Working data:
+++
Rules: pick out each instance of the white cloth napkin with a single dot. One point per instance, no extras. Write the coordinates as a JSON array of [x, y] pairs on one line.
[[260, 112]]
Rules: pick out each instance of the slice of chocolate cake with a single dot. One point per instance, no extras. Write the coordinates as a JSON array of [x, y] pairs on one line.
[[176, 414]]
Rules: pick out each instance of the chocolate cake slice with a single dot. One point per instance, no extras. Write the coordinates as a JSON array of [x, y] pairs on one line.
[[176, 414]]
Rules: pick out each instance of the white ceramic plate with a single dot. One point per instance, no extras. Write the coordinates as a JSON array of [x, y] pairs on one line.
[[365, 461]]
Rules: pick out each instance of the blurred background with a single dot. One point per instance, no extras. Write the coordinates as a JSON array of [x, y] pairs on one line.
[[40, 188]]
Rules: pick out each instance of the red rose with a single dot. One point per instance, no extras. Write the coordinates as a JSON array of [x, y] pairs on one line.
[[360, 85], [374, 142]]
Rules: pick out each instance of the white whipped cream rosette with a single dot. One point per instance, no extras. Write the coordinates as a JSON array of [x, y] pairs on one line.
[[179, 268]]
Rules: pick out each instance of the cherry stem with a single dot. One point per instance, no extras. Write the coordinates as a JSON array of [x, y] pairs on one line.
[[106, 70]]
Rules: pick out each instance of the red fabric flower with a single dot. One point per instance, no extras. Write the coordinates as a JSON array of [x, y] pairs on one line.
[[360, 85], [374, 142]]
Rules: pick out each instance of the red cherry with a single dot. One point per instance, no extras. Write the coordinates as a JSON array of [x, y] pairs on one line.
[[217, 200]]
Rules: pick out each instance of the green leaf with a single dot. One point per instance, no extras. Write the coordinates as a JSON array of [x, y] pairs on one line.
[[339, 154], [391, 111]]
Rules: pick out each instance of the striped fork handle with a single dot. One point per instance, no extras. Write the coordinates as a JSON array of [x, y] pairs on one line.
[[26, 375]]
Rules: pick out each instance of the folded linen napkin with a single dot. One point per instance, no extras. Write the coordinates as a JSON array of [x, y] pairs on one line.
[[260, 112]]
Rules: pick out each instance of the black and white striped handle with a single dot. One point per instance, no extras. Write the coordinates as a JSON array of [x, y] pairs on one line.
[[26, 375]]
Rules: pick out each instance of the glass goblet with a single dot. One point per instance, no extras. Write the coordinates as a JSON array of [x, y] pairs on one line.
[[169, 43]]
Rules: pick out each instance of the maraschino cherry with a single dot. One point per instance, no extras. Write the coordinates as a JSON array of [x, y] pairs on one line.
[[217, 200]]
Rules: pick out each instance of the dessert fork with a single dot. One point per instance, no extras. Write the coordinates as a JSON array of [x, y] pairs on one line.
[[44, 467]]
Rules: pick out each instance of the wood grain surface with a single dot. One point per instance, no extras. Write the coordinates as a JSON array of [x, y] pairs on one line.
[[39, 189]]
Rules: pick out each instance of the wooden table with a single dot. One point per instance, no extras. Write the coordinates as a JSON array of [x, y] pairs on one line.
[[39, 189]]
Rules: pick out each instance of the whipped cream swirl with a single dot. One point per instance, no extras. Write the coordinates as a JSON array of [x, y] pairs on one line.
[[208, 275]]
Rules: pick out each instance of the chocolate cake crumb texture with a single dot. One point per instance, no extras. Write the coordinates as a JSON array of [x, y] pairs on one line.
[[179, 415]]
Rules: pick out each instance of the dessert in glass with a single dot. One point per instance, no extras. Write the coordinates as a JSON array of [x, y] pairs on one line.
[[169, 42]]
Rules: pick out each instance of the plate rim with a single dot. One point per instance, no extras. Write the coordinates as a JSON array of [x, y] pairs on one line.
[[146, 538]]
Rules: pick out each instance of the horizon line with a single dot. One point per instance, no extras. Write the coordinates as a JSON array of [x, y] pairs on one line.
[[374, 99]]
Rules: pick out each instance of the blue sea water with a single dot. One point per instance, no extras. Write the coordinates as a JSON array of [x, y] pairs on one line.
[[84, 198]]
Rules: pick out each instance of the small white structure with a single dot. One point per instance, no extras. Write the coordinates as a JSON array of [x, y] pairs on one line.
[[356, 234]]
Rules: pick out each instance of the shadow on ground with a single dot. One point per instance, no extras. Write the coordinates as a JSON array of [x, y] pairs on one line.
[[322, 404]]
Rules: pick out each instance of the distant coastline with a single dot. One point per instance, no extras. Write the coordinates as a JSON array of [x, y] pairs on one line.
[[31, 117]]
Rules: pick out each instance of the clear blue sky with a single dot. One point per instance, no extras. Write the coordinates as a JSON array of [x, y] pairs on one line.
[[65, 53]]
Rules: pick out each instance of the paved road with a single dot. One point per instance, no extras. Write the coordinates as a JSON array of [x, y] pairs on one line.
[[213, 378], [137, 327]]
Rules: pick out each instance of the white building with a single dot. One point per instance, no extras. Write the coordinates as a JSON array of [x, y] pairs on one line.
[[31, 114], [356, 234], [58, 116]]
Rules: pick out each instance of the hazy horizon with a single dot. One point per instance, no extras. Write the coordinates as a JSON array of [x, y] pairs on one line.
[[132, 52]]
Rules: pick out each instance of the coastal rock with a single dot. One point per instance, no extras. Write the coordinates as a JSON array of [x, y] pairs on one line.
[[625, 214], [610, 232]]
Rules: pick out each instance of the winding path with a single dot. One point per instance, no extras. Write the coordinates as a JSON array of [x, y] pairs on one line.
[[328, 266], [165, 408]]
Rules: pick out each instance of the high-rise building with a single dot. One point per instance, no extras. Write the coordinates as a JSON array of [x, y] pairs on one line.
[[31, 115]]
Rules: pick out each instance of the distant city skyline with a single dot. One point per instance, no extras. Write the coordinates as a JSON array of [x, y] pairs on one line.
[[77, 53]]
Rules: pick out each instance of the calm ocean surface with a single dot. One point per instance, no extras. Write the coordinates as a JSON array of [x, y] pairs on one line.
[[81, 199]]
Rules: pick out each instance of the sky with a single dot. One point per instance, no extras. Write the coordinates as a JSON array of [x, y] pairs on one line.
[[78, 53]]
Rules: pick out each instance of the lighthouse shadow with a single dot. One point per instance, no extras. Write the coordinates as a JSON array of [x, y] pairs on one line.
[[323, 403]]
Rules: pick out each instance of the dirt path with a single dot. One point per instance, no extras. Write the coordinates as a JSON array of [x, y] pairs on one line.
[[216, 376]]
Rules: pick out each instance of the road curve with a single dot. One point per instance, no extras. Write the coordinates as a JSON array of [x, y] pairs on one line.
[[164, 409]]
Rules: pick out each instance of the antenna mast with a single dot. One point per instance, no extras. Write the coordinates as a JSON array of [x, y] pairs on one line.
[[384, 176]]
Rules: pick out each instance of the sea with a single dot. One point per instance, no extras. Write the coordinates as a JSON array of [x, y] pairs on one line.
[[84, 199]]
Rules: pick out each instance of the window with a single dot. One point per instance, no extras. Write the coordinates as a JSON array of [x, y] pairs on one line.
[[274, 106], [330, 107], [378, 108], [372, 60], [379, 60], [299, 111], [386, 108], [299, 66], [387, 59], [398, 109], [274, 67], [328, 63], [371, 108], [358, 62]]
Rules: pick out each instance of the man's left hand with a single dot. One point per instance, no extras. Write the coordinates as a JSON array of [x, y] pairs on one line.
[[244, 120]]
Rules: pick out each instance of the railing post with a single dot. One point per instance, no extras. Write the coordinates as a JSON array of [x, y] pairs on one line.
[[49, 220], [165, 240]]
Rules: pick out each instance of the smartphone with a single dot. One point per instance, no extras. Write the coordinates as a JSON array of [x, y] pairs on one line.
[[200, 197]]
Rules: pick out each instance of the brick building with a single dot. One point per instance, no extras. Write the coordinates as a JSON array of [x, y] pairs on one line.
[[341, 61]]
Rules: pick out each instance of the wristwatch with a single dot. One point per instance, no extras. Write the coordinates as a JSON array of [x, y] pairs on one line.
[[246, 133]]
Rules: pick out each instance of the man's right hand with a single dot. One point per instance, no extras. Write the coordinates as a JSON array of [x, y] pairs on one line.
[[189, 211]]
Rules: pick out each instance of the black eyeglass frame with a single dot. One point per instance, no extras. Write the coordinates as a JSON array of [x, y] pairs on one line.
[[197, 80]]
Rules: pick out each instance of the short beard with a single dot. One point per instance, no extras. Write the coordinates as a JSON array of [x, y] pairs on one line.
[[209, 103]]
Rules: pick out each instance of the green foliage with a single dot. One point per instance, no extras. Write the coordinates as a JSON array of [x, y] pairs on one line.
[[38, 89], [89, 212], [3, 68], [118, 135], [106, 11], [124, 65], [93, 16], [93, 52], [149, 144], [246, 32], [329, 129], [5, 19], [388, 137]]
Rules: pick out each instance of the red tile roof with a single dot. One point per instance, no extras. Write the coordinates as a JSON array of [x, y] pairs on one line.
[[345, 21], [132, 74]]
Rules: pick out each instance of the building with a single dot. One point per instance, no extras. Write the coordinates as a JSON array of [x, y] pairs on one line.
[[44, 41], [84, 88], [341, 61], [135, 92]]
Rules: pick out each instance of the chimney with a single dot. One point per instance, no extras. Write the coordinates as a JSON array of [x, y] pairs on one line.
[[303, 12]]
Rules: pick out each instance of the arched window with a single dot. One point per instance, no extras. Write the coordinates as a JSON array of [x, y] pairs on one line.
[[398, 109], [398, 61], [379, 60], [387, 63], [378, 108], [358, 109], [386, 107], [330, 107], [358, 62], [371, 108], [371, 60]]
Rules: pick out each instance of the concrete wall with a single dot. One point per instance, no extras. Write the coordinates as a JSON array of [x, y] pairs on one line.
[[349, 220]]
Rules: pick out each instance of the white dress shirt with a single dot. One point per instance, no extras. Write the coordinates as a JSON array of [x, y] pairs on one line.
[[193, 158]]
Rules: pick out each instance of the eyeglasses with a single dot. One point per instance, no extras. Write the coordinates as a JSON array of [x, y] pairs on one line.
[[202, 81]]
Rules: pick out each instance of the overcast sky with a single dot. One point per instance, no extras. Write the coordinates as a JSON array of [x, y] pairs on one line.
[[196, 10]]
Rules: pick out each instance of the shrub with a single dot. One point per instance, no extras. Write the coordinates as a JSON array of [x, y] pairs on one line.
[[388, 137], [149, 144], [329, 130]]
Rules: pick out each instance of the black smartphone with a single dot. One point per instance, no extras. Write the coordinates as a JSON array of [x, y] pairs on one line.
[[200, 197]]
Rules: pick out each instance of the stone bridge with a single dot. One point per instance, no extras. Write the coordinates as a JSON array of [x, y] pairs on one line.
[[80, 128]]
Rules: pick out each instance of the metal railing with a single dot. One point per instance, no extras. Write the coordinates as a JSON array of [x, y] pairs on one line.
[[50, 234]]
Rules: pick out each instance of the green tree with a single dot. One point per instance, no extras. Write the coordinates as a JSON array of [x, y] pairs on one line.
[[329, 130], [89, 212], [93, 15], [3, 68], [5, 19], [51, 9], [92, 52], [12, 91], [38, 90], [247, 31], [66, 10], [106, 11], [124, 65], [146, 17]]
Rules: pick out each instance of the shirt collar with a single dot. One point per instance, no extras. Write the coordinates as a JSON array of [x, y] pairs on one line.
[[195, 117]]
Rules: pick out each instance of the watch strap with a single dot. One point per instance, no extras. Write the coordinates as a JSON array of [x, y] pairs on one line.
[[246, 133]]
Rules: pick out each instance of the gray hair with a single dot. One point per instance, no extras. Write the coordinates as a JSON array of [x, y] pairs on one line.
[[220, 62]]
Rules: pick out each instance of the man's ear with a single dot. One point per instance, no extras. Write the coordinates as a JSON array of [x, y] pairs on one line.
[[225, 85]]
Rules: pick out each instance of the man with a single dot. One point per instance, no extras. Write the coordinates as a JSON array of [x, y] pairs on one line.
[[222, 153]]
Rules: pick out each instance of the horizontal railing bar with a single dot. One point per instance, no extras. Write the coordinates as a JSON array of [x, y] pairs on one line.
+++
Do this: Copy the stretch from "Rules: pick out each instance of the wood grain" through "[[322, 404]]", switching "pick out" to "mark" and leaving everything else untouched; return only that stretch.

Solution to the problem:
Rules: mark each instance of the wood grain surface with a single dot. One point per instance, no extras. Write the coordinates as a JSON array of [x, y] pairs on one line.
[[39, 189]]
Rules: mark each instance of the wooden table with a single dot. One point per instance, no extras. Write the coordinates as a JSON array of [x, y] pairs on one line.
[[39, 189]]
Rules: mark each instance of the whipped cream swirl with a single dot. One point per instance, no extras. Write the coordinates as a JSON array of [x, y] pairs on one line.
[[208, 275]]
Rules: mark each instance of the chocolate cake crumb texture with a single dot. One point per instance, no extras. Write the coordinates as a JSON array of [x, y] pairs on one line.
[[179, 415]]
Rules: mark each instance of the dessert in glass with a single dot. One point per instance, no extras. Write the coordinates as a JSON array of [x, y] pairs on one line.
[[169, 42]]
Rules: mark each instance of the plate rim with a single dot. One point per instance, no extras. Write the coordinates as a JSON array of [x, y] pairs on one line.
[[146, 538]]
Rules: mark each instance of the horizon line with a single dot. One point per instance, no extras. Write the coordinates as a JSON array of [x, y] pairs on one line.
[[374, 99]]
Rules: mark each instance of the blue sea water with a single dot. One point per instance, no extras. Write the coordinates as a JSON array of [x, y] pairs on one line.
[[84, 198]]
Rules: mark each instance of the small white structure with a single dot. One point per instance, no extras. Write the coordinates as a JSON array of [x, y] pairs on one line.
[[356, 234]]
Rules: mark each instance of the shadow on ground with a single dot. One point per instance, no extras. Write the coordinates as a JSON array of [x, y] pairs on one line.
[[322, 404]]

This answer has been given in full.